• WHAT YOU WILL DO:
Collect every line below that contains the word "each".

• MATERIAL SUPPLIED:
__________________________________________________

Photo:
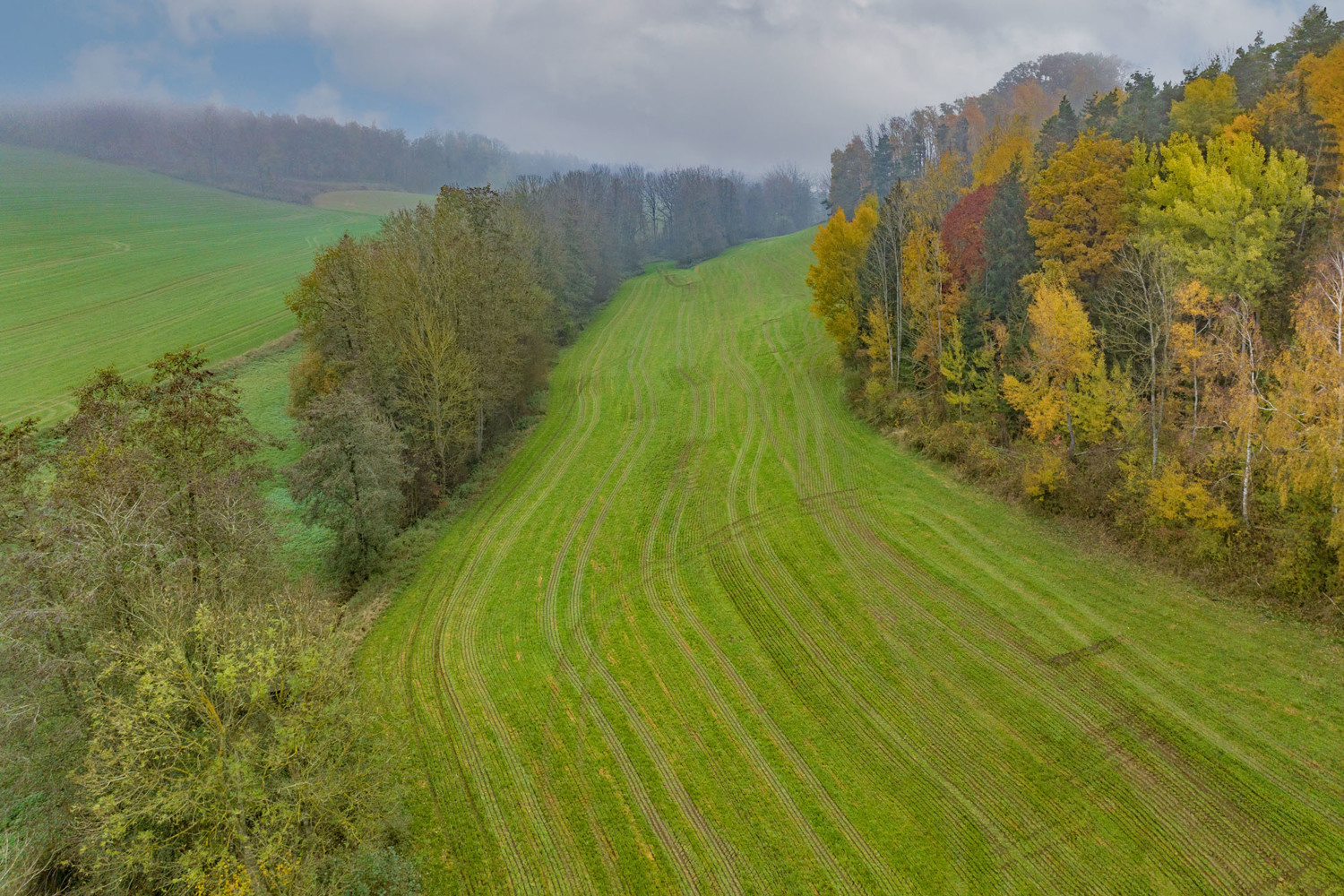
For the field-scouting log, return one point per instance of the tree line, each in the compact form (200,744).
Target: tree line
(425,344)
(287,158)
(179,715)
(1128,309)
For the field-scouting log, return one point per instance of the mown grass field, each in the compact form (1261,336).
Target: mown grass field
(370,202)
(710,633)
(107,265)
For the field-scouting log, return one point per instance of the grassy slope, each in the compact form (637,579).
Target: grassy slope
(263,394)
(709,633)
(105,265)
(370,202)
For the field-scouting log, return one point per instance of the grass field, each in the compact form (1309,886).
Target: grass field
(710,633)
(107,265)
(370,202)
(263,395)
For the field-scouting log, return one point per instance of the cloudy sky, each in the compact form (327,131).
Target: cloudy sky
(736,83)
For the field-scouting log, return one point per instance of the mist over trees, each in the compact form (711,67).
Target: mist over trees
(1117,301)
(425,344)
(288,158)
(903,147)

__________________________________________________

• ANSWER TO THIS PROBLEM:
For the field-scouting log, return one point per instance of the tree line, each in the compact form (200,744).
For the field-scouting log, return one point per instance of the mown grass field, each in the compact form (1261,336).
For the field-scouting log, return one point per instance of the grassy slope, each in the compact form (637,579).
For the field-scouting log, return one point per instance of the grass field, each in the compact form (1309,886).
For the field-scouting log, return one point per instance of the cloudy sky, each in the compact form (327,131).
For the field-scouting log, return one point per instance of the mist over trees, each in the compact form (711,67).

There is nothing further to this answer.